▶ AIM OF THE EXERCISE
Print each line of the listing once more, precisely as given.

▶ Records from a data collection
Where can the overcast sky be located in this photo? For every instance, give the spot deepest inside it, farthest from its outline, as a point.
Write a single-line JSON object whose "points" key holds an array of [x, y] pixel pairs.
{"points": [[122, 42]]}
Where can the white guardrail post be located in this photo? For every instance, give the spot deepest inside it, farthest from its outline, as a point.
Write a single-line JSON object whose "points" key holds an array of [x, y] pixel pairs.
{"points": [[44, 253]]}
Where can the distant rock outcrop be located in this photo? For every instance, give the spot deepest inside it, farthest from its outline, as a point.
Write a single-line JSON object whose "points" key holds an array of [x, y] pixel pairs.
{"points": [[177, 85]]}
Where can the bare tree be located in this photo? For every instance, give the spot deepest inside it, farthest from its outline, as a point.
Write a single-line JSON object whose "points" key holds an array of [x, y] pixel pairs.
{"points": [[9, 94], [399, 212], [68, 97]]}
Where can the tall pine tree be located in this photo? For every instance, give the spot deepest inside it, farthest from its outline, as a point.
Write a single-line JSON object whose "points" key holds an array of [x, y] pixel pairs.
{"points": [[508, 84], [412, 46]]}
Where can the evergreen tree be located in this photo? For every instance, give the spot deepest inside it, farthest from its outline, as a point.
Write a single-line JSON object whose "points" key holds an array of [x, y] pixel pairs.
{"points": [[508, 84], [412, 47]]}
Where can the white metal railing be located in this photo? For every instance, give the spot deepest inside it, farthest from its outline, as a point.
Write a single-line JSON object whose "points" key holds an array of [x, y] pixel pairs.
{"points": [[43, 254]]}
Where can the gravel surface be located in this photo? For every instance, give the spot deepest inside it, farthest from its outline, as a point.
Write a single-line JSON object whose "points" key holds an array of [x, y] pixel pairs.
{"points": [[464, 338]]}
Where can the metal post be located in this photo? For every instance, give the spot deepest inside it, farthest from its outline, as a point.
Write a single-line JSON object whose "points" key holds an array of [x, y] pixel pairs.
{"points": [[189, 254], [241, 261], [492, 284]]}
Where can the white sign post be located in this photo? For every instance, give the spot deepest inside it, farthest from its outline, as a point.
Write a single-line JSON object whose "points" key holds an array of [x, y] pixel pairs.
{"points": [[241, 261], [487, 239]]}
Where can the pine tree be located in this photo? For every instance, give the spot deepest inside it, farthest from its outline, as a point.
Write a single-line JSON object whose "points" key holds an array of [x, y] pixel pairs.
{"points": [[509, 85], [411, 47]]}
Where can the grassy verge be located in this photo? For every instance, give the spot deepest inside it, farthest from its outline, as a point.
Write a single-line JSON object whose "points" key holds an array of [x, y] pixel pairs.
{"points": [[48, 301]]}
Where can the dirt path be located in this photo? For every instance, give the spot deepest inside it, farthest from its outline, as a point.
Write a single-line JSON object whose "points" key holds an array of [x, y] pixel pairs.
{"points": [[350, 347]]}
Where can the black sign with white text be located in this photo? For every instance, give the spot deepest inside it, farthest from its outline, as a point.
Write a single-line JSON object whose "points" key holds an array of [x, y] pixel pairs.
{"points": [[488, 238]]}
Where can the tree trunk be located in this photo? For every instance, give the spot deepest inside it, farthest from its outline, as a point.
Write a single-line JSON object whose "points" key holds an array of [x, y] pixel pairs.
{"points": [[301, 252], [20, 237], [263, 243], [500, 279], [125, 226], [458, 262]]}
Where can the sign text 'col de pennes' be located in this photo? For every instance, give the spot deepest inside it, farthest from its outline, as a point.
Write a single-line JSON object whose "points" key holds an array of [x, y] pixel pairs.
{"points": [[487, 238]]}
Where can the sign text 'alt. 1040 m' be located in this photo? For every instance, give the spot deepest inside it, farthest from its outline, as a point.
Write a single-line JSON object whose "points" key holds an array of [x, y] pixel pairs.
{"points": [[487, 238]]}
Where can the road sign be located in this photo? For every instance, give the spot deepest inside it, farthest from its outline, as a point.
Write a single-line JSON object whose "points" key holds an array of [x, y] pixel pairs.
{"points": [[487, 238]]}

▶ FULL ANSWER
Where can the overcast sky be located in this photo? For every instance, give the spot deepest inside it, farthest from its outline, as a point.
Write a single-line JSON object whose "points" key holds an array of [x, y] pixel pairs.
{"points": [[122, 42]]}
Where can the white guardrail post be located in this photo? For every instance, give the spot deepest inside it, farthest from its outline, as a point.
Write a single-line JSON object whose "points" key holds an array of [x, y] pixel pairs.
{"points": [[44, 253]]}
Where can the distant rock outcrop be located in this photo? For every instance, give the spot deepest inside it, farthest from its outline, as a point.
Write a single-line JSON object whose "points" key holds an array of [x, y] pixel pairs.
{"points": [[177, 85]]}
Where can the bare tree be located in this photo? For every instance, give the spot deepest inside it, farthest from its outline, as a point.
Write a single-line JSON object whose "points" key holds an array of [x, y] pixel pairs.
{"points": [[9, 94], [399, 212], [68, 97]]}
Where can the tall pine tree be located in this photo? For every instance, give the spot deepest inside it, farthest from its outline, as a point.
Write a single-line JSON object whose "points" key holds an array of [x, y] pixel pairs.
{"points": [[508, 84], [412, 46]]}
Where can the evergreen tree be located in this photo? For every instance, give the spot deepest inside it, farthest from its outline, as a point.
Write a single-line JSON object whose "points" key holds an array of [x, y] pixel pairs.
{"points": [[508, 84], [412, 47]]}
Where can the white metal railing be located in this photo? For every instance, give the spot deepest inside it, farthest from its outline, as a point.
Write a single-line JSON object whose "points" key holds an array of [x, y] pixel pairs.
{"points": [[43, 254]]}
Where can the gravel surface be located in this photo? For every instance, give the spot deepest inside it, farthest from its outline, as a point.
Write a single-line JSON object whose "points" key holds an array of [x, y] pixel pairs.
{"points": [[464, 338]]}
Where can the metal post be located in this photo? For every instance, give the spot deepest inside it, farthest from its outline, as a point.
Write a single-line JSON object whose "points" key holds an array of [x, y] pixel pairs.
{"points": [[189, 254], [241, 261], [492, 284]]}
Where can the white sign post be located in this photo? For every instance, give the spot deepest inside it, farthest from its outline, as a point.
Write a single-line JSON object whose "points" key holds an array of [x, y] pixel pairs.
{"points": [[241, 261], [487, 239]]}
Where can the pine tree be located in this photo? For every instance, give the spot deepest inside it, farthest from its outline, as a point.
Write a single-line JSON object whose "points" key holds an array of [x, y] pixel pairs.
{"points": [[509, 85], [411, 47]]}
Where can the grassy verge be located in this photo? For every instance, give the spot deepest inside it, farthest from its outline, as a point.
Write a single-line JSON object whose "points" key holds an array of [x, y] pixel pairs.
{"points": [[48, 301]]}
Where can the dirt path be located in this photo? For every instance, give the spot deepest inside it, farthest from its outline, as a point.
Write a single-line JSON object whose "points" key holds an array of [x, y] pixel pairs.
{"points": [[350, 347]]}
Where can the black sign with white text be located in this photo? For every instance, give the spot deepest inside it, farthest from its outline, as a point.
Write a single-line JSON object whose "points" key holds an array of [x, y] pixel pairs.
{"points": [[488, 238]]}
Where can the tree trunk be located in this photo? For every instance, give the spot deepest inside it, farthest from its outline, as a point.
Write a single-line JSON object whose "points" key holds an array of [x, y] pixel pairs.
{"points": [[301, 252], [20, 237], [263, 243], [500, 279], [125, 226], [458, 262]]}
Where can the sign text 'col de pennes' be located in this photo? For every instance, give the spot deepest inside it, farthest from its outline, as a point.
Write a single-line JSON object whose "points" key holds an array of [x, y] pixel pairs.
{"points": [[487, 238]]}
Where can the sign text 'alt. 1040 m' be located in this photo? For every instance, give the spot deepest inside it, farthest from its outline, as a point.
Write a single-line JSON object whose "points" key holds an array of [x, y] pixel pairs.
{"points": [[487, 238]]}
Where can the road sign be located in this photo? For every instance, give the spot deepest inside it, farthest from its outline, as a point.
Write a single-line JSON object whose "points" key holds an array of [x, y] pixel pairs.
{"points": [[487, 238]]}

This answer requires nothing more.